## begin Material for this task
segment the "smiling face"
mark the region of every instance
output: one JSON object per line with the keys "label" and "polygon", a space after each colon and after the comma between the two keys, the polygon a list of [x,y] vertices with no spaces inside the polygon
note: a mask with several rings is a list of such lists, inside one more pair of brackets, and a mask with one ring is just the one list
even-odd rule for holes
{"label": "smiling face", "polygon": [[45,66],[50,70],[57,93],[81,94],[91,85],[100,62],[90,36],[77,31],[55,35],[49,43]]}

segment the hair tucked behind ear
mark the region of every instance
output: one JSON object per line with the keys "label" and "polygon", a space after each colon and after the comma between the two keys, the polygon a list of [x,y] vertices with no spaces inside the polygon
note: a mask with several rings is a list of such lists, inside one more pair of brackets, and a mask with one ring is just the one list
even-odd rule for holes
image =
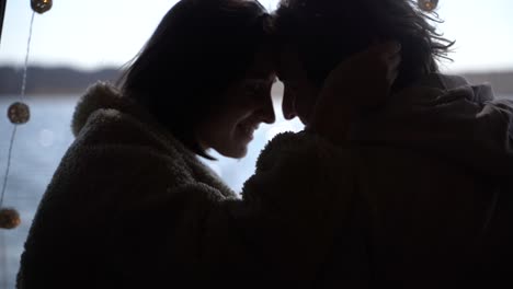
{"label": "hair tucked behind ear", "polygon": [[[397,88],[437,71],[454,42],[438,34],[412,0],[282,0],[275,13],[277,38],[299,49],[309,78],[321,85],[344,58],[375,42],[402,45]],[[447,58],[448,59],[448,58]]]}
{"label": "hair tucked behind ear", "polygon": [[212,159],[196,127],[223,105],[266,41],[265,9],[254,0],[181,0],[162,19],[119,82],[175,138]]}

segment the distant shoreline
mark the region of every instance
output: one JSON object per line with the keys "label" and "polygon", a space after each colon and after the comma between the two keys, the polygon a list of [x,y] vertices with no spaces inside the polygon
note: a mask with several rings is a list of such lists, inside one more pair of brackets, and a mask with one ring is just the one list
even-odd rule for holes
{"label": "distant shoreline", "polygon": [[[115,83],[122,70],[105,68],[99,70],[79,70],[69,67],[30,67],[26,83],[27,95],[80,95],[89,85],[98,81]],[[18,67],[0,66],[0,97],[20,94],[23,70]],[[452,72],[449,72],[452,73]],[[489,82],[499,95],[513,95],[513,68],[490,72],[456,72],[472,84]],[[455,73],[452,73],[455,74]],[[283,92],[283,85],[273,88],[275,94]]]}

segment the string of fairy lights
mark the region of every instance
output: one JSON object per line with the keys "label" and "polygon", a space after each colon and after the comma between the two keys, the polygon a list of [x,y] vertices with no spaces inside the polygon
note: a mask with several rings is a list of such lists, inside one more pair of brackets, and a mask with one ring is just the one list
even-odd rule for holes
{"label": "string of fairy lights", "polygon": [[[417,4],[421,10],[425,12],[432,12],[437,8],[438,0],[418,0]],[[34,15],[35,13],[43,14],[47,12],[48,10],[52,9],[52,5],[53,5],[53,0],[31,0],[31,8],[33,10],[33,13],[32,13],[31,25],[30,25],[20,101],[11,104],[7,113],[9,120],[13,125],[13,129],[11,134],[11,140],[9,143],[7,169],[5,169],[5,174],[3,177],[3,184],[1,188],[1,195],[0,195],[0,229],[14,229],[21,223],[20,213],[13,208],[3,207],[3,199],[5,196],[7,184],[9,181],[9,169],[11,166],[12,149],[14,144],[18,126],[29,123],[31,118],[31,109],[29,105],[24,103],[24,96],[25,96],[26,71],[27,71],[27,65],[29,65]]]}
{"label": "string of fairy lights", "polygon": [[14,102],[8,108],[7,116],[11,124],[13,125],[11,139],[9,142],[9,153],[7,160],[7,169],[5,174],[3,177],[2,190],[0,193],[0,229],[14,229],[21,223],[20,213],[13,208],[3,207],[3,200],[5,197],[5,189],[9,181],[9,170],[11,167],[11,159],[12,159],[12,149],[14,144],[14,139],[16,136],[18,127],[29,123],[31,119],[31,109],[29,105],[24,102],[25,96],[25,86],[26,86],[26,74],[27,74],[27,67],[29,67],[29,56],[30,56],[30,48],[31,48],[31,39],[32,39],[32,26],[34,24],[34,16],[35,13],[43,14],[52,9],[53,0],[31,0],[31,8],[33,10],[30,32],[29,32],[29,41],[26,45],[26,55],[25,55],[25,66],[23,69],[23,82],[20,93],[20,101]]}

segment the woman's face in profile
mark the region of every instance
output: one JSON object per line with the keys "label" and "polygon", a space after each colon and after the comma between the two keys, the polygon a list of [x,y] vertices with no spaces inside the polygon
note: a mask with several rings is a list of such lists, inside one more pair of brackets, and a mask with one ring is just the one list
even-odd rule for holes
{"label": "woman's face in profile", "polygon": [[229,158],[242,158],[261,123],[275,120],[271,88],[275,82],[270,53],[260,51],[246,77],[224,93],[224,105],[200,125],[197,137],[204,149]]}

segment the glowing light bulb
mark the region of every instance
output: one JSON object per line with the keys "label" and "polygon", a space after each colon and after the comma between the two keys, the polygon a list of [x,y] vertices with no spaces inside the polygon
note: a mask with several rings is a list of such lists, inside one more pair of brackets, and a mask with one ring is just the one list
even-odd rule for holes
{"label": "glowing light bulb", "polygon": [[15,209],[0,209],[0,229],[14,229],[20,223],[20,213]]}
{"label": "glowing light bulb", "polygon": [[52,0],[31,0],[32,10],[43,14],[52,9]]}
{"label": "glowing light bulb", "polygon": [[9,106],[8,117],[12,124],[23,125],[26,124],[31,118],[31,109],[29,108],[29,105],[21,102],[15,102]]}
{"label": "glowing light bulb", "polygon": [[438,7],[438,0],[419,0],[419,8],[431,12]]}

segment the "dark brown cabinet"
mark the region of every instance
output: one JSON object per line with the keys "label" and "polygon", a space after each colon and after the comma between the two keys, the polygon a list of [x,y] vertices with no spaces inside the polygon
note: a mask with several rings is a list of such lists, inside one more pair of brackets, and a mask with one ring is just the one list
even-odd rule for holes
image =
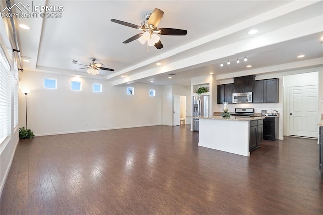
{"label": "dark brown cabinet", "polygon": [[233,84],[221,84],[218,85],[217,103],[223,102],[232,103],[232,90]]}
{"label": "dark brown cabinet", "polygon": [[278,103],[278,80],[263,80],[263,103]]}
{"label": "dark brown cabinet", "polygon": [[267,117],[263,120],[263,139],[278,139],[278,117]]}
{"label": "dark brown cabinet", "polygon": [[263,120],[252,120],[250,121],[250,146],[251,151],[259,148],[262,142],[263,135]]}
{"label": "dark brown cabinet", "polygon": [[278,78],[253,81],[253,103],[278,103]]}
{"label": "dark brown cabinet", "polygon": [[253,103],[263,103],[263,80],[253,81],[253,92],[252,92],[252,102]]}
{"label": "dark brown cabinet", "polygon": [[255,75],[238,77],[233,78],[233,93],[252,92],[252,81]]}

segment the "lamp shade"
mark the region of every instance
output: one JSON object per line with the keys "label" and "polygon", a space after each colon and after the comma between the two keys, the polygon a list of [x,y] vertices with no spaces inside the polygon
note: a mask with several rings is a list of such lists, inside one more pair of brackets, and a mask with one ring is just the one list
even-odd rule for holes
{"label": "lamp shade", "polygon": [[21,90],[21,91],[23,92],[23,93],[28,94],[30,92],[30,90],[22,89]]}
{"label": "lamp shade", "polygon": [[142,44],[143,45],[145,44],[145,42],[146,42],[146,40],[145,40],[145,39],[143,38],[143,36],[141,36],[140,37],[139,37],[139,39],[138,39],[138,40],[139,41],[139,42],[140,42],[140,43]]}

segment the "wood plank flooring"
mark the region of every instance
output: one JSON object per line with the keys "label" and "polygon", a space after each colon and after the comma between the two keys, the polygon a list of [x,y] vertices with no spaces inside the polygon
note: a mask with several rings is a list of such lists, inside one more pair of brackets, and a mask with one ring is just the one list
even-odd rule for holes
{"label": "wood plank flooring", "polygon": [[323,214],[317,140],[264,141],[248,158],[199,147],[189,127],[21,140],[1,214]]}

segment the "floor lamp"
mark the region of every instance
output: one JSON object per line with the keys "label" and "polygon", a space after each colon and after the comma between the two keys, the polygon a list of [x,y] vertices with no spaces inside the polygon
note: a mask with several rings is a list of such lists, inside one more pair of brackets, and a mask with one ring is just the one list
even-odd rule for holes
{"label": "floor lamp", "polygon": [[27,94],[30,92],[29,90],[21,90],[21,91],[25,94],[26,101],[26,129],[28,129],[28,127],[27,124]]}

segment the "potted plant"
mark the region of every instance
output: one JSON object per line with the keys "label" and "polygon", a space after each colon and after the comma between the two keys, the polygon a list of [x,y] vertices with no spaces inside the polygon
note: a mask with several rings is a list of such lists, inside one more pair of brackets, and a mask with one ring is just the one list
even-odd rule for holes
{"label": "potted plant", "polygon": [[196,93],[198,95],[200,95],[202,93],[204,93],[205,92],[207,92],[208,91],[207,90],[207,87],[200,87],[196,91]]}
{"label": "potted plant", "polygon": [[31,139],[34,136],[34,133],[30,129],[26,129],[24,127],[19,128],[19,138]]}

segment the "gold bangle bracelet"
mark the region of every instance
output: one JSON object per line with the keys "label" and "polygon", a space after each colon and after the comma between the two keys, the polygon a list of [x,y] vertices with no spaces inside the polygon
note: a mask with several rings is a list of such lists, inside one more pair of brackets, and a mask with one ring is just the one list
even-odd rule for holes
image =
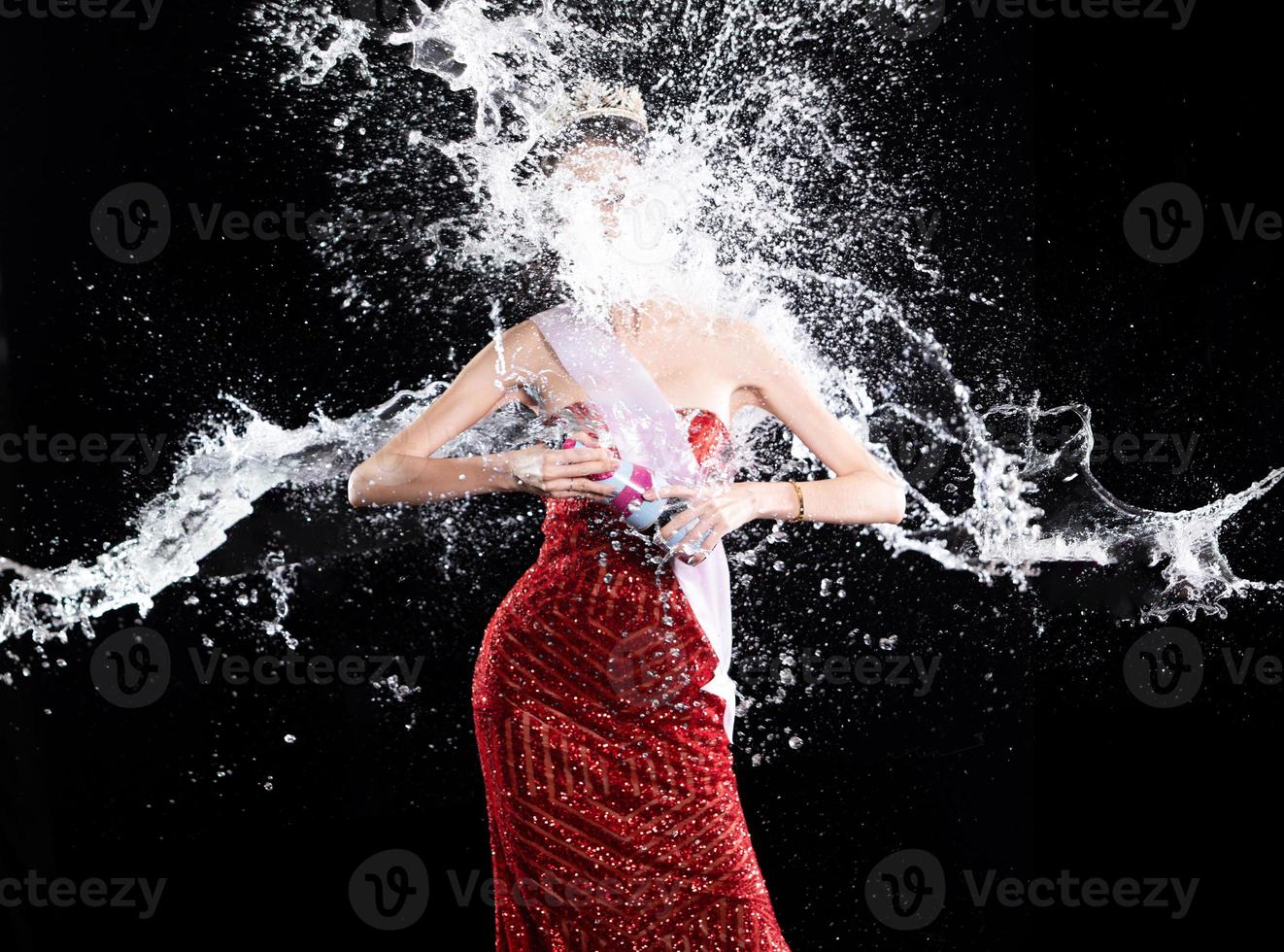
{"label": "gold bangle bracelet", "polygon": [[799,511],[797,511],[797,515],[795,515],[792,519],[790,519],[790,522],[791,523],[800,523],[800,522],[802,522],[802,516],[806,515],[806,505],[802,502],[802,487],[799,486],[797,483],[795,483],[792,479],[790,480],[790,486],[794,487],[794,492],[796,492],[797,497],[799,497]]}

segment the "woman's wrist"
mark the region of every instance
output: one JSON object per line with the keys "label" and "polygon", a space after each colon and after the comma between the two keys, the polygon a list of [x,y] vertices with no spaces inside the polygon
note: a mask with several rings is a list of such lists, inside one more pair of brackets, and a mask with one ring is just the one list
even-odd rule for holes
{"label": "woman's wrist", "polygon": [[526,487],[512,475],[511,452],[482,454],[482,473],[494,492],[519,492]]}
{"label": "woman's wrist", "polygon": [[750,483],[760,519],[792,519],[799,497],[790,483]]}

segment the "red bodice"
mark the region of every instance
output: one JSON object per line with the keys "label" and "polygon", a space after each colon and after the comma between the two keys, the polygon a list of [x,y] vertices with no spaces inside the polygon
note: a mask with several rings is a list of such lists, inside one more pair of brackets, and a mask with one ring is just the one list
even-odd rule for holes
## end Material for this task
Exercise task: Extract each line of the data above that contains the string "lamp", copying every such line in full. Matching is case-sensitive.

Written solution:
segment the "lamp shade"
{"label": "lamp shade", "polygon": [[21,90],[21,91],[23,92],[23,93],[28,94],[30,92],[30,90],[22,89]]}
{"label": "lamp shade", "polygon": [[142,44],[143,45],[145,44],[145,42],[146,42],[146,40],[145,40],[145,39],[143,38],[143,36],[141,36],[140,37],[139,37],[139,39],[138,39],[138,40],[139,41],[139,42],[140,42],[140,43]]}
segment the "floor lamp"
{"label": "floor lamp", "polygon": [[27,94],[30,92],[29,90],[21,90],[21,91],[25,94],[26,101],[26,129],[28,129],[28,127],[27,124]]}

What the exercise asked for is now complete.